*Work to be completed*:
Each record must come back unchanged in your answer, stripped of its images.

_ _ _ _ _

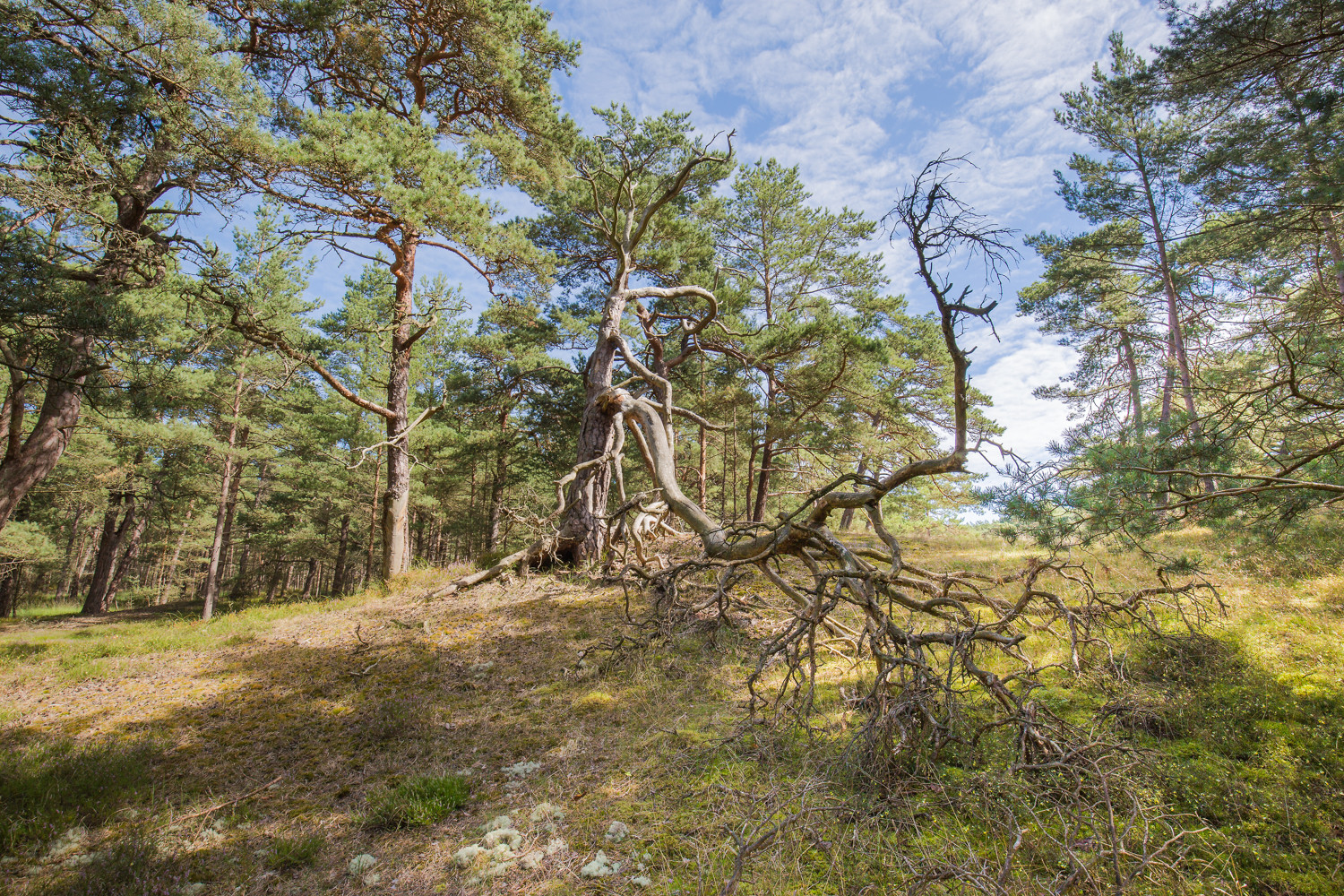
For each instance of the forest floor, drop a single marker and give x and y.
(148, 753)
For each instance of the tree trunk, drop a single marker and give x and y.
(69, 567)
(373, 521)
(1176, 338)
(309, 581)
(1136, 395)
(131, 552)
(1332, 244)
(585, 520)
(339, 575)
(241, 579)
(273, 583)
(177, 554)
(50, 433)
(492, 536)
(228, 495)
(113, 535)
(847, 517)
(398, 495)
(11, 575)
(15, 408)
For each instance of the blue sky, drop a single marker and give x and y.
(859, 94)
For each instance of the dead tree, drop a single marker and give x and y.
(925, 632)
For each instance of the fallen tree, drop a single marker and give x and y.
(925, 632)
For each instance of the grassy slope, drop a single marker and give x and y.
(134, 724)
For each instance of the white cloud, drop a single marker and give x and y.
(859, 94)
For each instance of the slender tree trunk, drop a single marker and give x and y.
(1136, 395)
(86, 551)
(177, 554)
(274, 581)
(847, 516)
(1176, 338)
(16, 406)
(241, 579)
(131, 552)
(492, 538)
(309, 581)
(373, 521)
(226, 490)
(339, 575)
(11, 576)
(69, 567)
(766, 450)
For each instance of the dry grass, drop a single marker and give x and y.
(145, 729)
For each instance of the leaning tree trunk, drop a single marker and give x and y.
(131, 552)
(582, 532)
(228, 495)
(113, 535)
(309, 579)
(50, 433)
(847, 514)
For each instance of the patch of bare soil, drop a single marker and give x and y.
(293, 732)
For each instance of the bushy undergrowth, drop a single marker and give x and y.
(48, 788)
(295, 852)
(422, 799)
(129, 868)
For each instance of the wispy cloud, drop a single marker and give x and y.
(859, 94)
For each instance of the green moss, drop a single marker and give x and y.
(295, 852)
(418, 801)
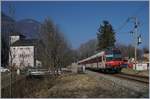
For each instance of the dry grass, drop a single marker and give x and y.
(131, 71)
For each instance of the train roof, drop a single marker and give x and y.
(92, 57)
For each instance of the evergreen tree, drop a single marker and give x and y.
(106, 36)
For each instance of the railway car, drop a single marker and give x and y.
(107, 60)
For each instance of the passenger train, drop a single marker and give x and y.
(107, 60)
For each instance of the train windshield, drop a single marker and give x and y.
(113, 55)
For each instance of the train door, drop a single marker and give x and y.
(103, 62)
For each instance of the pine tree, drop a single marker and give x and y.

_ _ _ _ _

*Task output*:
For each instance of the forest floor, drop a single marker and give x and y.
(148, 753)
For each instance of the tree trunk, drop a single marker and give x and y.
(69, 567)
(373, 521)
(1176, 338)
(309, 581)
(1136, 395)
(131, 552)
(1332, 244)
(585, 520)
(339, 575)
(241, 579)
(273, 583)
(177, 554)
(50, 433)
(492, 536)
(228, 495)
(113, 535)
(847, 517)
(398, 495)
(11, 575)
(15, 408)
For each instance of the blue sky, drop a single marker and give x and y.
(859, 94)
For each instance of the dead tree, drop a single marker and give x and y.
(925, 632)
For each instance of the fallen tree, drop a single marker and give x and y.
(925, 632)
For each instance of the grassy slope, drop a single marker and give x and y.
(134, 724)
For each instance of the white cloud, drop a single marker and give x and y.
(859, 94)
For each instance of the slender tree trunk, drop a single marker and give x and y.
(1136, 395)
(86, 551)
(177, 554)
(274, 581)
(847, 516)
(1176, 338)
(16, 406)
(241, 579)
(131, 552)
(492, 538)
(309, 581)
(373, 521)
(226, 490)
(339, 575)
(11, 576)
(69, 567)
(766, 450)
For each instance of the dry grass, drop a single marker and give x and y.
(145, 729)
For each instance of the leaning tree trunk, drop a single marker and give x and y.
(131, 552)
(582, 532)
(228, 495)
(113, 535)
(309, 579)
(50, 433)
(847, 514)
For each instance of the patch of bare soil, drop a single marker and give x and y.
(293, 732)
For each instance of the bushy undergrowth, drop a single marker and give x and y.
(48, 788)
(295, 852)
(422, 799)
(129, 868)
For each instance of the wispy cloud, drop a single marker and give x and y.
(859, 94)
For each instance of the green moss, drop a single marker and give x and y.
(295, 852)
(418, 801)
For each instance of the dry grass, drop a single marker and give x and y.
(131, 71)
For each instance of the train roof, drop a single marker and give x and y.
(92, 57)
For each instance of the evergreen tree, drop a single marker and give x and y.
(106, 36)
For each instance of the railway car, drop a single marker and give x and y.
(107, 60)
For each instance of the passenger train, drop a single marker and give x and y.
(107, 60)
For each instance of the train windshield, drop a single marker and give x and y.
(113, 55)
For each instance of the train door, drop a single marker and give x and y.
(103, 62)
For each instance of the pine tree, drop a single marker and give x and y.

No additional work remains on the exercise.